Please reproduce the data exactly, excluding any pictures it contains.

◆ ◆ ◆

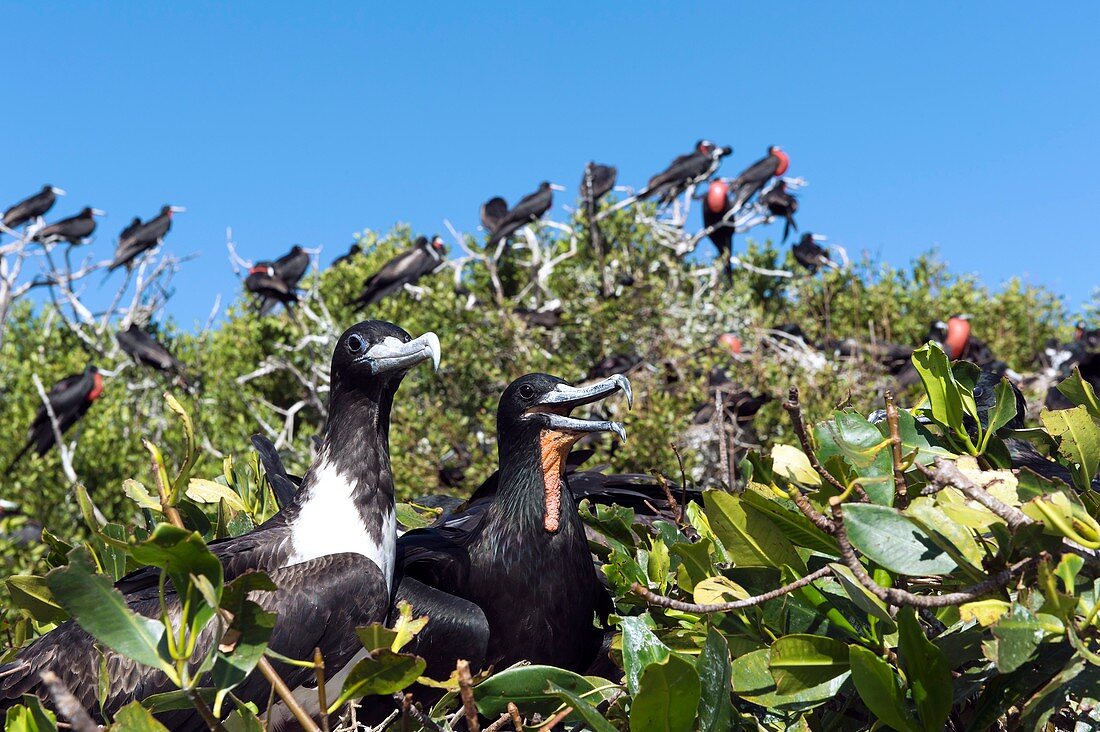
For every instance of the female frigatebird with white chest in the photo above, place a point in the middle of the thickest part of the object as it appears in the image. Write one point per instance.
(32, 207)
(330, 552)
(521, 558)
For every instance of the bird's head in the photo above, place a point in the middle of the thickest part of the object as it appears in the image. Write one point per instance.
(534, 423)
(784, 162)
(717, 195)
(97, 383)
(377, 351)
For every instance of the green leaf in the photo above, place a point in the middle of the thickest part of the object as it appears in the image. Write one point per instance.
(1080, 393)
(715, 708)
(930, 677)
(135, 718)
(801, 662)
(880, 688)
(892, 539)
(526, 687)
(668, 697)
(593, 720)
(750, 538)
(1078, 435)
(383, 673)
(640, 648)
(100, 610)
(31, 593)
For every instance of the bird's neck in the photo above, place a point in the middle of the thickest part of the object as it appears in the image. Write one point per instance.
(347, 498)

◆ ◆ ◆

→ Written solution
For every instance of the female frigatebird with white chest in the photo above, place a point in the middle of the thickest part of the object as it appears in the image. Write one point per instance.
(32, 207)
(330, 552)
(521, 558)
For every instance of the bird's head in the photo above, place a point in the middle of the thickest part of the object as it appears in the image. Write one point per instance.
(534, 423)
(784, 162)
(717, 195)
(97, 383)
(377, 351)
For every instance of the green leaf in the photo above, place a point in the middle of the thickest part of the object as it appears in the image. Write one point per instance.
(1080, 393)
(715, 708)
(930, 677)
(135, 718)
(801, 662)
(880, 688)
(892, 539)
(526, 687)
(668, 697)
(593, 720)
(750, 538)
(1078, 435)
(383, 673)
(640, 648)
(100, 610)
(31, 593)
For every instance of the bird's neck in the photo above, place a point in the middle of the thickest part of the object as it appears in the image. Write one point per instance.
(347, 498)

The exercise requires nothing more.